Supplied entries >>
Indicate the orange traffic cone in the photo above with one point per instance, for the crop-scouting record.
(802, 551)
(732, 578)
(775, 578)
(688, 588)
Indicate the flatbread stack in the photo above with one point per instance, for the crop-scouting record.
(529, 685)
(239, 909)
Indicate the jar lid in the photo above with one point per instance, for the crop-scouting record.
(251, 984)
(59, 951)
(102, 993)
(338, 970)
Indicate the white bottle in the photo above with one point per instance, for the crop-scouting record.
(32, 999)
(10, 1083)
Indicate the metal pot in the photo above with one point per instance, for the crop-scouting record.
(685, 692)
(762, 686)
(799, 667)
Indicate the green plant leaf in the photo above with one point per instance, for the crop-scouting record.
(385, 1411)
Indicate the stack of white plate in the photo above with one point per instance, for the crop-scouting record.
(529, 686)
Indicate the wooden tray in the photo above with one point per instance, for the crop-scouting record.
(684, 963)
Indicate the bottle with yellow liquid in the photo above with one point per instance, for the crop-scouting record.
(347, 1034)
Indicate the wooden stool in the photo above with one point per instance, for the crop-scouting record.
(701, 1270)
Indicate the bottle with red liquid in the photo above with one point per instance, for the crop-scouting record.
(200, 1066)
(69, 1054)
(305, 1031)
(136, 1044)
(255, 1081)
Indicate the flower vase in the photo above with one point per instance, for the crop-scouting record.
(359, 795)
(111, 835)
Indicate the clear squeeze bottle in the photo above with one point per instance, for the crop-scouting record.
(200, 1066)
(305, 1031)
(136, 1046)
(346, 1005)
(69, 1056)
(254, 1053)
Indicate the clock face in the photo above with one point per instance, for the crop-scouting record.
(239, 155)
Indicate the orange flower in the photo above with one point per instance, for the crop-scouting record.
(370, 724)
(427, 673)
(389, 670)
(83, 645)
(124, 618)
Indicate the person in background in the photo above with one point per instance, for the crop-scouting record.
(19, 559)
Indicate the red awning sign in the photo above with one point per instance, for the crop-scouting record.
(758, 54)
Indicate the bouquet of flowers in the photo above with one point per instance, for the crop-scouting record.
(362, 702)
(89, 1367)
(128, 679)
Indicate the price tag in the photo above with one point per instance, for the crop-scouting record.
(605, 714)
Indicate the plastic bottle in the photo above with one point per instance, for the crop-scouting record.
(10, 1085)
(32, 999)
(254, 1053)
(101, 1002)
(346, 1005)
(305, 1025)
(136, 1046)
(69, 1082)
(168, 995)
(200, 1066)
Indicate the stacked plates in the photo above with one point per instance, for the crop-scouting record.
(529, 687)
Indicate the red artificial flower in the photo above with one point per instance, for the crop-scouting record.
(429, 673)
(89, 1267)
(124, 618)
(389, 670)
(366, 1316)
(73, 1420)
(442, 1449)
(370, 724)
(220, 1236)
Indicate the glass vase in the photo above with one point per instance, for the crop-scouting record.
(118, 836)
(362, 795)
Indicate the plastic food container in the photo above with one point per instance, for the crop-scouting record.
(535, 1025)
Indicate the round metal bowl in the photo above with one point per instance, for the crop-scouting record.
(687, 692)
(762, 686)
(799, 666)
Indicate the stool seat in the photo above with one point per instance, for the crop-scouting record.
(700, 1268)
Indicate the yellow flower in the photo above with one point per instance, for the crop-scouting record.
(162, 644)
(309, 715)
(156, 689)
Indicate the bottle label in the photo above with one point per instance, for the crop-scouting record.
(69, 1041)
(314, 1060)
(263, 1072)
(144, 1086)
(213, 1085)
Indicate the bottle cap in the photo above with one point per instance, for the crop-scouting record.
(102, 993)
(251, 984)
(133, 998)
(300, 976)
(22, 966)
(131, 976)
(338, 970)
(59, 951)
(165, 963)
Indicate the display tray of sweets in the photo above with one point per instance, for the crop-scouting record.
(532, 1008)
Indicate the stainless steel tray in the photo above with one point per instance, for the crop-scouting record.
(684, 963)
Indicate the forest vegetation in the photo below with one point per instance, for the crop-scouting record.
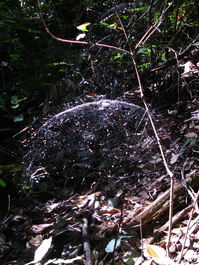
(59, 54)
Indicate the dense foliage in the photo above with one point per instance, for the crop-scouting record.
(32, 62)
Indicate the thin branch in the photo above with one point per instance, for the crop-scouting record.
(77, 41)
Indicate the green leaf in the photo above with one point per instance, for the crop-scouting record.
(14, 56)
(18, 118)
(2, 183)
(14, 99)
(83, 27)
(196, 43)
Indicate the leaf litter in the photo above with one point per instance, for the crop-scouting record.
(99, 162)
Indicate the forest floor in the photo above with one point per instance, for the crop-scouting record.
(110, 219)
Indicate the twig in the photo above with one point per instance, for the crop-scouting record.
(86, 242)
(147, 35)
(188, 225)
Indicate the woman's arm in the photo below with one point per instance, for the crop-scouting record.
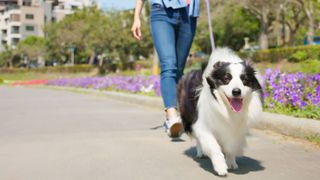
(136, 27)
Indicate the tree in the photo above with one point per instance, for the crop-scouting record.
(33, 47)
(311, 10)
(231, 24)
(294, 17)
(265, 11)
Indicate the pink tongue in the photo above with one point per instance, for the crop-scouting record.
(236, 104)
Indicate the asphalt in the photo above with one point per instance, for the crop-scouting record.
(48, 134)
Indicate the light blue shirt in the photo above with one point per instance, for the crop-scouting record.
(194, 10)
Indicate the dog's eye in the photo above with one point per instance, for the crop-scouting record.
(227, 77)
(245, 79)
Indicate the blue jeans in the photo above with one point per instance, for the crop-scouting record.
(172, 32)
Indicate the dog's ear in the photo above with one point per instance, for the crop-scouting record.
(253, 74)
(211, 82)
(219, 65)
(204, 65)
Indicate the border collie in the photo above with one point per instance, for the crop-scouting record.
(216, 104)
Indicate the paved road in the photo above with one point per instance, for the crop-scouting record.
(58, 135)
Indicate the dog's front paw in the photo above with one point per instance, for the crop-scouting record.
(233, 165)
(231, 162)
(221, 170)
(199, 153)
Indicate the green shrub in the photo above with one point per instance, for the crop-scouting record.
(57, 69)
(296, 53)
(298, 56)
(311, 66)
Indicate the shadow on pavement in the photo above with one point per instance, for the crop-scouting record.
(246, 164)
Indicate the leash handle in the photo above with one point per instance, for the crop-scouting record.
(210, 26)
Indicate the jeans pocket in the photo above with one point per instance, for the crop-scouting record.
(156, 7)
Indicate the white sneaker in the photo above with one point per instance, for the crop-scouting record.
(173, 127)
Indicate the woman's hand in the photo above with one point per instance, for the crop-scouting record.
(136, 29)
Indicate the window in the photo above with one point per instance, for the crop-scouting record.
(29, 28)
(15, 17)
(29, 16)
(15, 29)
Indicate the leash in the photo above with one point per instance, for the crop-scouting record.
(210, 26)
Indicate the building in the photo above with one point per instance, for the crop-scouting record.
(56, 10)
(18, 20)
(22, 18)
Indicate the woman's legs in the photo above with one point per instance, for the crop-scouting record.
(172, 32)
(163, 34)
(185, 33)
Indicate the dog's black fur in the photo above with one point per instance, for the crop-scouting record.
(190, 84)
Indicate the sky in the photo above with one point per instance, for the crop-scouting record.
(116, 4)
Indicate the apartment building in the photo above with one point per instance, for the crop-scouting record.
(22, 18)
(18, 20)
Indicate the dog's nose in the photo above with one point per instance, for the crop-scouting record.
(236, 92)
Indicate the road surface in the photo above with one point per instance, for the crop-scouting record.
(59, 135)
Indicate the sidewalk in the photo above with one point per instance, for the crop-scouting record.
(283, 124)
(47, 134)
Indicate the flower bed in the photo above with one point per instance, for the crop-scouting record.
(294, 94)
(133, 84)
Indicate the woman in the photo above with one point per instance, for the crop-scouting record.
(173, 25)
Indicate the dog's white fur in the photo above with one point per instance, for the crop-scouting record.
(219, 131)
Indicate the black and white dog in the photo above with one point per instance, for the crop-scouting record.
(216, 105)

What is required >> Scale the entries starting at the line containing "Indicate the green plant" and ending at the line containing "(347, 1034)". Give every one of those lines again, leaving the wording lines as they are and multiplying each point coordinate by 1.25, rounded to a whole number with halves rounded up.

Answer >>
Indicate the green plant leaf in the photo above with one point per instance, for the crop-scouting record.
(481, 1764)
Indicate the stack of white plate in the photo above with one point per instance, for the crop-scouting record.
(661, 858)
Indicate the wooden tray in the photo above with one point per instance, for the crop-scouting record.
(855, 1204)
Indicate the bottle with yellow liquid in the photo above with one point per instance, for the crop-scouting record.
(434, 1293)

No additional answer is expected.